# Task instructions
How many lines in the items below contain the word "stone"? Give only the number.

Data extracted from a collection
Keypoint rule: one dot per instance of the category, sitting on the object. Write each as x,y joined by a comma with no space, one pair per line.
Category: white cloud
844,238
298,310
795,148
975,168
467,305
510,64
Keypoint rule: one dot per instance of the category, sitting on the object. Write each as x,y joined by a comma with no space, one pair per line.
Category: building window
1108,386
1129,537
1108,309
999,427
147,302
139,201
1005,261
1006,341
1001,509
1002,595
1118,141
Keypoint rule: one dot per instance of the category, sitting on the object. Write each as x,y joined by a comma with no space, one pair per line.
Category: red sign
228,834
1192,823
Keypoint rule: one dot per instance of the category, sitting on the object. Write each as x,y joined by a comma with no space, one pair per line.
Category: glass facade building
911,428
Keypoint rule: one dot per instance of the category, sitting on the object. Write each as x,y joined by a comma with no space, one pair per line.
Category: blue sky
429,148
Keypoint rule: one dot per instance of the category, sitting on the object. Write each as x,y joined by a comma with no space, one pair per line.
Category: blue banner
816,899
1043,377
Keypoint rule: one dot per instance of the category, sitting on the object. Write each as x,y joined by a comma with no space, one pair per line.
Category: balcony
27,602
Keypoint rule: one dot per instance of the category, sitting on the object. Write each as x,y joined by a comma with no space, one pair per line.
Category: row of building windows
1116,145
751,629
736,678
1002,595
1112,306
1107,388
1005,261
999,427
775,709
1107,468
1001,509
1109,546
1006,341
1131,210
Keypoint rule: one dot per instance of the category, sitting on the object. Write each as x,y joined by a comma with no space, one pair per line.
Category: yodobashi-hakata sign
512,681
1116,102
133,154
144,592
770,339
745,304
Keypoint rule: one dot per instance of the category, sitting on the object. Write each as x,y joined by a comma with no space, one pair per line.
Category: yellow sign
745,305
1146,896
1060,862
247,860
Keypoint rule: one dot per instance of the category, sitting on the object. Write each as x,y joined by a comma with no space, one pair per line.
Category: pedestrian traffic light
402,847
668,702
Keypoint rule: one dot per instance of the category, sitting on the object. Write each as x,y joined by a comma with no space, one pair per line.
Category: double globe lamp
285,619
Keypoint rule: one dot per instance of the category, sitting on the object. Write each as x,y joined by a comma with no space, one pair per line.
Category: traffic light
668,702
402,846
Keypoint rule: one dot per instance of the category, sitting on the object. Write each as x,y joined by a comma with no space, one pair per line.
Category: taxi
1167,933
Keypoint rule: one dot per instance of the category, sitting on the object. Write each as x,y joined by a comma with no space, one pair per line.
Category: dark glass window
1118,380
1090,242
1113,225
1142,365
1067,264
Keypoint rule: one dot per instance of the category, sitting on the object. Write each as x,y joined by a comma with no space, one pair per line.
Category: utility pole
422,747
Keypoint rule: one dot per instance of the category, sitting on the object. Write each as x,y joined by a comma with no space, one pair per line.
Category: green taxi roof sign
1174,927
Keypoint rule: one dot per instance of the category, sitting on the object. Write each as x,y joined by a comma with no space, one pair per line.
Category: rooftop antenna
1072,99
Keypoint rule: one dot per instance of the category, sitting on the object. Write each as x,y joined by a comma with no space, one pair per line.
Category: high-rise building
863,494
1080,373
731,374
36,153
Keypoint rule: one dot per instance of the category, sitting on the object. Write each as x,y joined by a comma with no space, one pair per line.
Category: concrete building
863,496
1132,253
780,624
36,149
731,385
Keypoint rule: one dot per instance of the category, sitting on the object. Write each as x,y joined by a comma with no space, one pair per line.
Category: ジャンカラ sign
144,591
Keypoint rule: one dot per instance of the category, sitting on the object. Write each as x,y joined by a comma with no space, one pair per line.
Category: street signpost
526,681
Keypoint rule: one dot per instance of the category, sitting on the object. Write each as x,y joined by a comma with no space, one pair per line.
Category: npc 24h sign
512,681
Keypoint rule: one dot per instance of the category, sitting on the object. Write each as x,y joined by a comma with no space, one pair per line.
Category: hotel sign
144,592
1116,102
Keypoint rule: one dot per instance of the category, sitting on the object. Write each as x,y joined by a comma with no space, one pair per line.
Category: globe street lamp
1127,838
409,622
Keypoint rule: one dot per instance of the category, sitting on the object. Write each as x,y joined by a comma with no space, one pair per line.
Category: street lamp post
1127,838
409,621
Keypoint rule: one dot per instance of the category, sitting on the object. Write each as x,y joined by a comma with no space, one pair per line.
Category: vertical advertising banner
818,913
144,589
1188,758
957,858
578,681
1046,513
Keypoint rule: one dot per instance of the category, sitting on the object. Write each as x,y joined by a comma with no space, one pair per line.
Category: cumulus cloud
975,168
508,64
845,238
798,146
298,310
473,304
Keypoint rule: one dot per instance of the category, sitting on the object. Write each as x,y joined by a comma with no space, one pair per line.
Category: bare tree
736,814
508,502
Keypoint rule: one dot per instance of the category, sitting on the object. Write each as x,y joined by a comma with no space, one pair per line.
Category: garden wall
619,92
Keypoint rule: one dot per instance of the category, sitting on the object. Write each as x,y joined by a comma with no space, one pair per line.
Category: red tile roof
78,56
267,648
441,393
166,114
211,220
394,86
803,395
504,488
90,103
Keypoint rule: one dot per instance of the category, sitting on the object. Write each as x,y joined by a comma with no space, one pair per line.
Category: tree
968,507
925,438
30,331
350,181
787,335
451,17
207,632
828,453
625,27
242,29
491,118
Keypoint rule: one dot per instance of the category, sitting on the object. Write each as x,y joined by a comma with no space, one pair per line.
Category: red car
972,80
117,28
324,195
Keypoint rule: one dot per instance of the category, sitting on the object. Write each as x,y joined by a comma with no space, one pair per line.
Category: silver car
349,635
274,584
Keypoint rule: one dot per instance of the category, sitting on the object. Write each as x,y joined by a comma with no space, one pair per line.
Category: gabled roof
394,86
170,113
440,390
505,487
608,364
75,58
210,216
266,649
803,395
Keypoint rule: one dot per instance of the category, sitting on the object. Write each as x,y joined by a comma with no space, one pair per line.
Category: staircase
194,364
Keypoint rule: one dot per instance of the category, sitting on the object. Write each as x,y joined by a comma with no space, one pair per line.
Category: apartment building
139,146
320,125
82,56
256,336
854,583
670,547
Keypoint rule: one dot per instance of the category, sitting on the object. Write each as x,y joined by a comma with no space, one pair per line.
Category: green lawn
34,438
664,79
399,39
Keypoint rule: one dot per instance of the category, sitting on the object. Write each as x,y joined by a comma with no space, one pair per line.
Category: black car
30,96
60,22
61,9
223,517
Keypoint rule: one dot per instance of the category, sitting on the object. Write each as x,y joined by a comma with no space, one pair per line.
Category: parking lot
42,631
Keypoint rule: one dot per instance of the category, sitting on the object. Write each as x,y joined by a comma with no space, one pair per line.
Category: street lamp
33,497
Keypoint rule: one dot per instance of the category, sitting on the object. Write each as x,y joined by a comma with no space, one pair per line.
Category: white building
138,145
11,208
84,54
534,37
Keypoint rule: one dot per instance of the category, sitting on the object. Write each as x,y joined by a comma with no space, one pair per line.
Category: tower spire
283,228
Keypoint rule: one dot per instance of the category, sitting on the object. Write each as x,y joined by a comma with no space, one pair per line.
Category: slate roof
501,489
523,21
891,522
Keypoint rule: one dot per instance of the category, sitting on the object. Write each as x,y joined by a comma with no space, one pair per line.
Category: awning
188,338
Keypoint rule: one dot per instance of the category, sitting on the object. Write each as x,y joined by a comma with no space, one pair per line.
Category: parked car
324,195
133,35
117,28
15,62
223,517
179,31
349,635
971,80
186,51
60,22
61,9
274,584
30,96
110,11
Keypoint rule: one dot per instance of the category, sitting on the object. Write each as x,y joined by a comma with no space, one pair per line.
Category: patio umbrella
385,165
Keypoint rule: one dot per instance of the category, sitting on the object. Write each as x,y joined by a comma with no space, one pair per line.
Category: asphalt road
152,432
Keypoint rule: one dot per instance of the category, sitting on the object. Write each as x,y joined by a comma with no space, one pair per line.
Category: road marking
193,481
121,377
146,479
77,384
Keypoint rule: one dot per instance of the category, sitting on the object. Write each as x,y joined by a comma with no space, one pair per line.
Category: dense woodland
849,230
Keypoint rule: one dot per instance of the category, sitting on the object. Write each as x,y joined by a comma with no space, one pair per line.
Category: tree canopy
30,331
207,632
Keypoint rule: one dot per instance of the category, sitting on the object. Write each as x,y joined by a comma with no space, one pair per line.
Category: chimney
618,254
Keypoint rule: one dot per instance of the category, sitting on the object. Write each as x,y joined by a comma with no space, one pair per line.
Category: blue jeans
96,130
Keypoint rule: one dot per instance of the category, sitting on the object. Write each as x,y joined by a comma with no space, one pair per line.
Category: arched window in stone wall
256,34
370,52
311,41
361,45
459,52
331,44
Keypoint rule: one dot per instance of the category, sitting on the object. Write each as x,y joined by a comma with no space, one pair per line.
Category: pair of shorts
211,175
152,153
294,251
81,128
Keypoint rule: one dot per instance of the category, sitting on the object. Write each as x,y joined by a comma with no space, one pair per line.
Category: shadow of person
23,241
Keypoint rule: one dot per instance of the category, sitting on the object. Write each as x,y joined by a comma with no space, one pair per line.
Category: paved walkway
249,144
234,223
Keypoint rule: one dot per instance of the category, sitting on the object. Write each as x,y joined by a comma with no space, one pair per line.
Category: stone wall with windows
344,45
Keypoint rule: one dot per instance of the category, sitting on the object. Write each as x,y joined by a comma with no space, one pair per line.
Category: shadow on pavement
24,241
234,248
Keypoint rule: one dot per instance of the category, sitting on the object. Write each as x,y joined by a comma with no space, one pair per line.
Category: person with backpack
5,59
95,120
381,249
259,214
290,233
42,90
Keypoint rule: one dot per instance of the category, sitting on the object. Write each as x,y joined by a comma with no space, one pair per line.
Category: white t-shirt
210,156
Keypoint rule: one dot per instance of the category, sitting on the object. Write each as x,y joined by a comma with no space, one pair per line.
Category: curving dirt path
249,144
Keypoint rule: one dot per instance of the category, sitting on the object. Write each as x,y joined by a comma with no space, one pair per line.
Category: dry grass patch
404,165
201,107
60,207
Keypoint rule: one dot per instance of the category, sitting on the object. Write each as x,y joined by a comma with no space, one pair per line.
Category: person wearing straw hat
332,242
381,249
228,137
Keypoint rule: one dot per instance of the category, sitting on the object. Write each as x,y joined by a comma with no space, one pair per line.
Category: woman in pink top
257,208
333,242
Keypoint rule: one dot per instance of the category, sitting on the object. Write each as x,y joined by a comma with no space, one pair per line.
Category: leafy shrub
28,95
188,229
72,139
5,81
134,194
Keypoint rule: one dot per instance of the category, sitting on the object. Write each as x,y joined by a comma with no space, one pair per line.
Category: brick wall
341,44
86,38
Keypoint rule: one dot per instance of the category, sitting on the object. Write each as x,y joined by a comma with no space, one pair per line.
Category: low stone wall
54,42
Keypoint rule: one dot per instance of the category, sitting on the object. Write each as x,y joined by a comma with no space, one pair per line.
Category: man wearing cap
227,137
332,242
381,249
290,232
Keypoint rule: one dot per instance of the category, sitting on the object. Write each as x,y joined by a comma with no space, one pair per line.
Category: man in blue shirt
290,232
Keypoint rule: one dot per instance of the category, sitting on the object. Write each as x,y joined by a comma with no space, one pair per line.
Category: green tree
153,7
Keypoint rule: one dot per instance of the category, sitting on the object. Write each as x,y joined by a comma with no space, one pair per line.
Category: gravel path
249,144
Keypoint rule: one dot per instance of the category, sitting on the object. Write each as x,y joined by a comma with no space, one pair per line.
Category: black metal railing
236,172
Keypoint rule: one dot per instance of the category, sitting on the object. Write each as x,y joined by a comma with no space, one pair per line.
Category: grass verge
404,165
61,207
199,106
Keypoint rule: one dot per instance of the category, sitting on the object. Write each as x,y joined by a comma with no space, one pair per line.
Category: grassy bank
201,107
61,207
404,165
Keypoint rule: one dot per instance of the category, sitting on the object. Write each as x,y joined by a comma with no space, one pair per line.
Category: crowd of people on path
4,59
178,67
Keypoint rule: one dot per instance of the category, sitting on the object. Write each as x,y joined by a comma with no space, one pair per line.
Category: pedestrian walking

# Task solution
3